▶ [What the exercise asks]
In the passage on the REPID program, which organization funds REPID?

▶ [Document passage]
· · · · ·

One reason in particular I’ve been especially grateful to REPID is their commitment to working with underrepresented minorities in the research field. The National Institutes of Health, which funds REPID, have long sought to bring attention to the health disparities that exist amongst certain groups of people, whether by age, gender, socioeconomic status, or any combination of these things. Their mission is to support minority students who aspire to become researchers so that these disparities may be lessened, and more focused toward research that will improve health care and overall quality of life for minorities disproportionately impacted. Inclusivity in the research workfield is incredibly important because a greater diversity of backgrounds and perspectives in the lab drive scientific discovery. Though science is largely objective, we need diversity in research so that the right questions are being investigated with input from more than one subset of the population.

Presenting my poster at Mid-SURE 2019 created as part of the REPID program.

· · · · ·

▶ [Listed records]
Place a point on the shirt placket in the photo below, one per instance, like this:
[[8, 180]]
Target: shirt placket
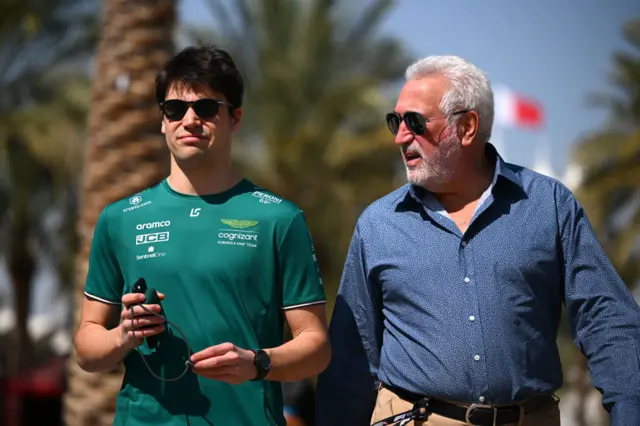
[[476, 354]]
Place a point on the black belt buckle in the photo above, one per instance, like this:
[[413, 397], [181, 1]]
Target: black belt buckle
[[472, 407], [421, 409]]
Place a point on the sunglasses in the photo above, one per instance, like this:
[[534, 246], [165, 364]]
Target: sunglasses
[[415, 122], [175, 109]]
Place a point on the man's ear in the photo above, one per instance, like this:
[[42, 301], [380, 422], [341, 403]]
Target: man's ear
[[236, 118], [468, 127]]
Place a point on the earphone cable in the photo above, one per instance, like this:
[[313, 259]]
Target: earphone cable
[[188, 363]]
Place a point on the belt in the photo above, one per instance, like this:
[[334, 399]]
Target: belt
[[475, 414]]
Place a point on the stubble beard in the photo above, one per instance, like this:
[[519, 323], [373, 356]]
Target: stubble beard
[[438, 168]]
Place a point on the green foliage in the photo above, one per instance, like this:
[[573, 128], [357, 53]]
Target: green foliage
[[313, 126], [610, 191]]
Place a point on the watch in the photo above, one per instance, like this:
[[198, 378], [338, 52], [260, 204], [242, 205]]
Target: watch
[[262, 362]]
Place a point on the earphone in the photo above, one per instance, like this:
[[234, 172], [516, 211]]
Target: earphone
[[151, 298]]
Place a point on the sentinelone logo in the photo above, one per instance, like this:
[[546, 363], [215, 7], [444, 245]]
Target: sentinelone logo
[[151, 253]]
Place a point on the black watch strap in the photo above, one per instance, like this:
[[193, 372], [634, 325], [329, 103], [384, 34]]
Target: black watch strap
[[262, 362]]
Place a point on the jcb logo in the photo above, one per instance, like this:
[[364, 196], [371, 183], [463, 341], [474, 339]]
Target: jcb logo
[[156, 237]]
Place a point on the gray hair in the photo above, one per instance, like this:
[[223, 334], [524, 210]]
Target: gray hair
[[469, 88]]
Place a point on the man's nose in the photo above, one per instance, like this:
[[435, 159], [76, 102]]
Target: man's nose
[[404, 135], [191, 118]]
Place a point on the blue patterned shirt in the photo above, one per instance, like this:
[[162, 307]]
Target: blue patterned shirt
[[474, 317]]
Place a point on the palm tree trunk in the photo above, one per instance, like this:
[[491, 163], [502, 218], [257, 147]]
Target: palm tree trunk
[[125, 153]]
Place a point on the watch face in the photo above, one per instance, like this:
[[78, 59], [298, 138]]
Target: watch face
[[263, 361]]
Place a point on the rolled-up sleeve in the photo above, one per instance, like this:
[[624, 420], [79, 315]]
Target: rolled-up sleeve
[[347, 388], [605, 318]]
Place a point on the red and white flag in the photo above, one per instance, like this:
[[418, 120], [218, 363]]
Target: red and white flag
[[513, 109]]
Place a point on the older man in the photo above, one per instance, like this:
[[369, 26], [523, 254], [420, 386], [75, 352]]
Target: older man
[[453, 287]]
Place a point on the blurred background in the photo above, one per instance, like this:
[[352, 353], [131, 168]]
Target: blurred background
[[79, 128]]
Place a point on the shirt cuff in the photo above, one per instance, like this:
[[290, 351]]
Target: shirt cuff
[[625, 412]]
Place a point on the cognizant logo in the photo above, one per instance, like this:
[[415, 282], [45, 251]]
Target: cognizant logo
[[231, 236], [153, 225]]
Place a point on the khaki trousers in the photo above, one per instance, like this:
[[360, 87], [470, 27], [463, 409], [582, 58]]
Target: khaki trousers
[[389, 404]]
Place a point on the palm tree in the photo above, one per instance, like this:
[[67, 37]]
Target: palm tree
[[610, 189], [611, 158], [40, 41], [313, 129], [124, 154]]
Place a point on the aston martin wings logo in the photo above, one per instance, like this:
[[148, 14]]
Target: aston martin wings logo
[[239, 224]]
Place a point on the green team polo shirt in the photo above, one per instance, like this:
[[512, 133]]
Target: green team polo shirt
[[229, 264]]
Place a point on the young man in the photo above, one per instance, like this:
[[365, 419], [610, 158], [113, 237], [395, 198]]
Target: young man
[[453, 287], [231, 262]]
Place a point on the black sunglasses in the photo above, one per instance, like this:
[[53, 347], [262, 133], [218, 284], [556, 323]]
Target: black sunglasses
[[415, 122], [175, 109]]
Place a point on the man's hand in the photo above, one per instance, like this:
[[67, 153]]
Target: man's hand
[[225, 362], [144, 323]]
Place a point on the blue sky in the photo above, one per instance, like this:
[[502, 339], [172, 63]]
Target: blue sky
[[557, 52]]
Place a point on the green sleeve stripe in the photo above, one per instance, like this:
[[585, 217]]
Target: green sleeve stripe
[[302, 305], [100, 299]]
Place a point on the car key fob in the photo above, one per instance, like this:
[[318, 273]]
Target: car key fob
[[151, 298]]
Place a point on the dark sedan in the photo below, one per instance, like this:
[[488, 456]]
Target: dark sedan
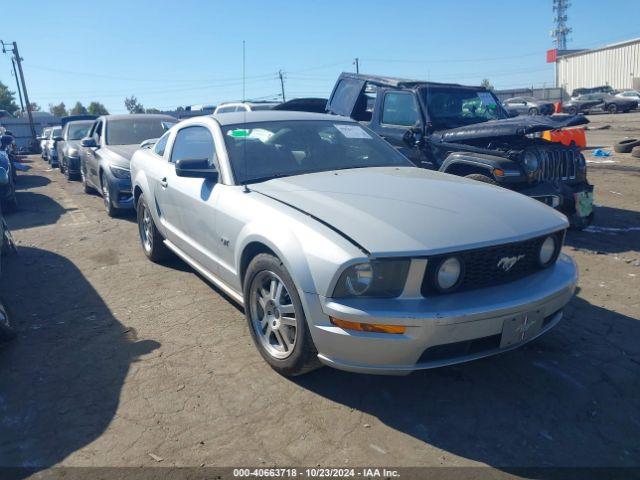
[[69, 147], [599, 102], [106, 155], [528, 106]]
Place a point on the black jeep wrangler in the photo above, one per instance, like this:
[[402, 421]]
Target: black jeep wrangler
[[465, 131]]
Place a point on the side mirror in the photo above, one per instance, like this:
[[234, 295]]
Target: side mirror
[[196, 168], [413, 138], [88, 142], [4, 177]]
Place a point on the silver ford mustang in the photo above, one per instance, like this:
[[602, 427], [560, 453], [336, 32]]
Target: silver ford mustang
[[341, 251]]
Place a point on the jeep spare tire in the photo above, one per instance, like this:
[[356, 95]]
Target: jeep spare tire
[[626, 145]]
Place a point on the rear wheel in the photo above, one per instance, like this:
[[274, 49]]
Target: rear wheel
[[479, 177], [276, 319], [151, 239]]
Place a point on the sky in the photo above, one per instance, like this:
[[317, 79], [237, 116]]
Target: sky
[[178, 53]]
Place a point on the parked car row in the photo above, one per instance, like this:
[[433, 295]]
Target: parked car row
[[341, 249]]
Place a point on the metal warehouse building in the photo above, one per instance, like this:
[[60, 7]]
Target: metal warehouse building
[[617, 65]]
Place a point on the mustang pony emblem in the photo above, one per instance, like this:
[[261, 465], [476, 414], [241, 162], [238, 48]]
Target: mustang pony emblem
[[507, 263]]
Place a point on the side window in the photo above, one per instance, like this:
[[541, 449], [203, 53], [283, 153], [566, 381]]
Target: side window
[[97, 132], [400, 108], [161, 145], [193, 143]]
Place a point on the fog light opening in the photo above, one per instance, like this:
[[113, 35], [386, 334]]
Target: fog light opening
[[368, 327]]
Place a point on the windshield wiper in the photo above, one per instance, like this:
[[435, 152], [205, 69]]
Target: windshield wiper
[[267, 178]]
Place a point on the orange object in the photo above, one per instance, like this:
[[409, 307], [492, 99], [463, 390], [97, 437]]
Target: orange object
[[567, 136], [368, 327]]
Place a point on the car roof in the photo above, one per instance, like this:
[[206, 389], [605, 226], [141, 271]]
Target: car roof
[[234, 118], [125, 116]]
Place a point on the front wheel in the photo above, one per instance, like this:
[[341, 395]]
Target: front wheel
[[151, 239], [106, 196], [276, 319]]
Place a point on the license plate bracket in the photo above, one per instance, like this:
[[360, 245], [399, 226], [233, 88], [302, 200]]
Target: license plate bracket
[[520, 328]]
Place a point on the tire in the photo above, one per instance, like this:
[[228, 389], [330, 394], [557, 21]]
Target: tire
[[479, 177], [292, 351], [106, 196], [87, 188], [626, 145], [152, 241]]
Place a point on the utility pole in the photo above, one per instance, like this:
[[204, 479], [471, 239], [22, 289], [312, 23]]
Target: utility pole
[[281, 75], [561, 30], [15, 74], [18, 60]]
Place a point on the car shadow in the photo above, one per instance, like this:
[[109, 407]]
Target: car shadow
[[614, 230], [61, 377], [26, 182], [567, 399], [43, 210]]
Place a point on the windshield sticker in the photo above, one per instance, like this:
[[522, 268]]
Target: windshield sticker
[[352, 131], [239, 133], [486, 98]]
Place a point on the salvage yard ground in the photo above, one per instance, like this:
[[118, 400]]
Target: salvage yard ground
[[121, 362]]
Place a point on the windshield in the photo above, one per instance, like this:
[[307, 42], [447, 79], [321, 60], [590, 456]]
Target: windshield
[[263, 150], [131, 131], [78, 131], [451, 107]]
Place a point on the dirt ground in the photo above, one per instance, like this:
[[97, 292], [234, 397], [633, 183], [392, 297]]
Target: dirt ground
[[121, 362]]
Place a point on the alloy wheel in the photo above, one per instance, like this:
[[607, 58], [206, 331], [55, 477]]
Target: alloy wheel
[[146, 229], [273, 315]]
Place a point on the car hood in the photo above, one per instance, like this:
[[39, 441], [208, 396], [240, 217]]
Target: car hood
[[394, 211], [120, 155], [516, 126]]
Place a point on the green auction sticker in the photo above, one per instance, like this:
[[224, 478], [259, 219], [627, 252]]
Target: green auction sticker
[[240, 133]]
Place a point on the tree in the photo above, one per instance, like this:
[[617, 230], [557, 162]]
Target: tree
[[486, 84], [78, 109], [96, 108], [7, 99], [59, 110], [133, 105]]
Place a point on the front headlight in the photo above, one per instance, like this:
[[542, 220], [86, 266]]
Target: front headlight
[[530, 160], [377, 278], [549, 250], [119, 172]]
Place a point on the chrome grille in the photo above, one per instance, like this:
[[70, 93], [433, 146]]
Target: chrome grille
[[558, 164]]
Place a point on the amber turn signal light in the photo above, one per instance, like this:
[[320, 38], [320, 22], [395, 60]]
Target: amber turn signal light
[[368, 327]]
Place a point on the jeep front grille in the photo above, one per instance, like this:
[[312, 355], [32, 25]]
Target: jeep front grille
[[558, 164]]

· · · · ·

▶ [Exercise answer]
The National Institutes of Health